Lorsqu’on lui parle de vacances, Joao Lima lève les yeux au ciel. « Il y a tellement de travail, quand voulez-vous que je parte ? » Depuis quatre ans, si l’on excepte la parenthèse de la pandémie de Covid-19, le trentenaire lisboète enchaîne les contrats de serveur et de guide touristique. « Epuisant, mais je ne me plains pas », ajoute-t-il avec pudeur.
En 2012, à la sortie de son école de traduction, le Portugal s’enfonçait dans la récession : impossible, alors, de trouver du boulot. « Je suis resté cinq ans au chômage : cela a été terrible. Tous ceux de ma génération étaient dans le même bateau. » Certains de ses camarades de promo sont partis à l’étranger. Ceux restés ont tenu grâce à la solidarité familiale. Joao Lima, lui, a retrouvé un job en 2017, lorsque l’économie a enfin redémarré.
Depuis, le Portugal a connu une impressionnante embellie économique, comme ses voisins du sud de la zone euro lourdement pénalisés par la crise des dettes de 2010. En 2023, son produit intérieur brut (PIB) a ainsi progressé de 2,3 %, autant que celui de la Grèce (2,3 %) et de l’Espagne (2,5 %), alors que la zone euro dans son ensemble s’est enfoncée dans la stagnation (0,5 %). L’Italie est un peu en retrait (0,7 %), mais elle fait mieux que l’Allemagne (– 0,3 %).

-- Liste des enregistrements --
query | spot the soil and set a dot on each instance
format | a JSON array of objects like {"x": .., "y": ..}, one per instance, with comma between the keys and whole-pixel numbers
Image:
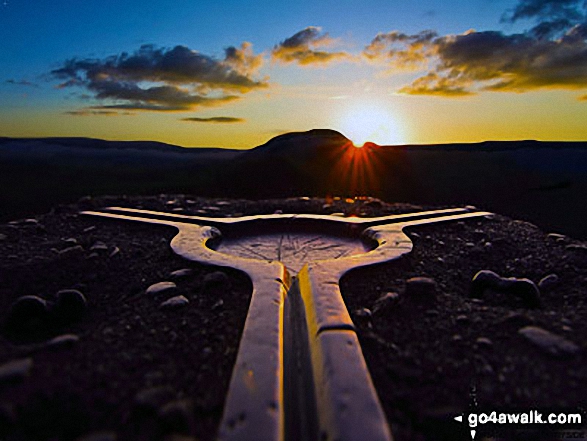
[{"x": 142, "y": 372}]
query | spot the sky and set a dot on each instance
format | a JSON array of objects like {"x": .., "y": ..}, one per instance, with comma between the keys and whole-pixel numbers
[{"x": 235, "y": 74}]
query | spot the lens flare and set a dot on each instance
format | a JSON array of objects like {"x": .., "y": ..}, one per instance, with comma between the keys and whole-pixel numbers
[{"x": 370, "y": 123}]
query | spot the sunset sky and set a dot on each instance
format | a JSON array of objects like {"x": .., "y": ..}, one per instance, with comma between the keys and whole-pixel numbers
[{"x": 235, "y": 74}]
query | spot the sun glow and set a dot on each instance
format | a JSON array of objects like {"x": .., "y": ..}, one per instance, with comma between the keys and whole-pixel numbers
[{"x": 370, "y": 123}]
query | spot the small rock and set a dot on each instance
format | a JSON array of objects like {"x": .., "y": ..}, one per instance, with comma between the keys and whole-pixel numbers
[
  {"x": 27, "y": 313},
  {"x": 514, "y": 321},
  {"x": 99, "y": 246},
  {"x": 15, "y": 370},
  {"x": 548, "y": 282},
  {"x": 177, "y": 417},
  {"x": 550, "y": 343},
  {"x": 577, "y": 248},
  {"x": 181, "y": 274},
  {"x": 62, "y": 341},
  {"x": 524, "y": 289},
  {"x": 71, "y": 251},
  {"x": 216, "y": 279},
  {"x": 484, "y": 342},
  {"x": 161, "y": 288},
  {"x": 363, "y": 317},
  {"x": 70, "y": 305},
  {"x": 556, "y": 237},
  {"x": 386, "y": 301},
  {"x": 421, "y": 288},
  {"x": 154, "y": 397},
  {"x": 174, "y": 303},
  {"x": 99, "y": 436}
]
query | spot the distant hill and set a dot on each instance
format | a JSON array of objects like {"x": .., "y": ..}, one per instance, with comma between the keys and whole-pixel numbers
[{"x": 544, "y": 182}]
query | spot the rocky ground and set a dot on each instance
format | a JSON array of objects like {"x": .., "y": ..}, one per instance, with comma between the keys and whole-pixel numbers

-- Consignes de l'exercice --
a. Résumez en deux phrases le texte sur la reprise économique du Portugal.
b. D'après le texte sur la reprise économique du Portugal, de combien le PIB de l'Espagne a-t-il progressé en 2023 ?
c. Poursuivez le texte sur la reprise économique du Portugal à partir de sa dernière phrase.

-- Corrigé --
a. Joao Lima, trentenaire lisboète sorti d'une école de traduction en 2012, est resté cinq ans au chômage pendant la récession avant de retrouver un emploi en 2017, et il enchaîne depuis les contrats de serveur et de guide touristique. Le Portugal connaît depuis une impressionnante embellie économique, avec une croissance de son PIB de 2,3 % en 2023, comme la Grèce et l'Espagne, alors que la zone euro dans son ensemble a stagné à 0,5 %.

b. De 2,5 %.

c.
Portée par cette reprise, l’amélioration sur le front de l’emploi a été spectaculaire : le taux de chômage portugais, qui culminait à 17,9 % début 2013, est retombé à 6,6 % fin 2023, selon Eurostat. En Grèce, il a chuté de 27 % en 2014 à moins de 10 % aujourd’hui. L’Italie, elle, a créé 456 000 emplois entre fin 2022 et fin 2023, selon l’institut national de la statistique (Istat), tandis que le taux de chômage était à 7,2 % en décembre 2023. En Espagne, il culmine encore à 11,7 %, mais c’est deux fois moins qu’en 2013 (26 %), et le pays a créé 783 000 emplois en 2023. Un record, si l’on exclut le rebond post-Covid de 2021 et les grandes régularisations de travailleurs irréguliers en 2005.
Seulement voilà : en dépit de ces bons chiffres, les fragilités structurelles de l’emploi local demeurent importantes. Les disparités entre régions sont vertigineuses : le taux de chômage est d’à peine 6,3 % au Pays basque espagnol, contre 17,6 % en Andalousie, et de 4,8 % en Lombardie italienne, contre 17,1 % en Campanie.
S’ajoute à cela une faiblesse persistante côté formation : plus de 35 % des Portugais, Italiens, Espagnols et Grecs de plus de 25 ans ont un niveau inférieur au bac, contre 20 % en moyenne dans l’Union européenne, selon Eurostat. Surtout : en dépit de la reprise économique, la précarité n’a que peu reflué.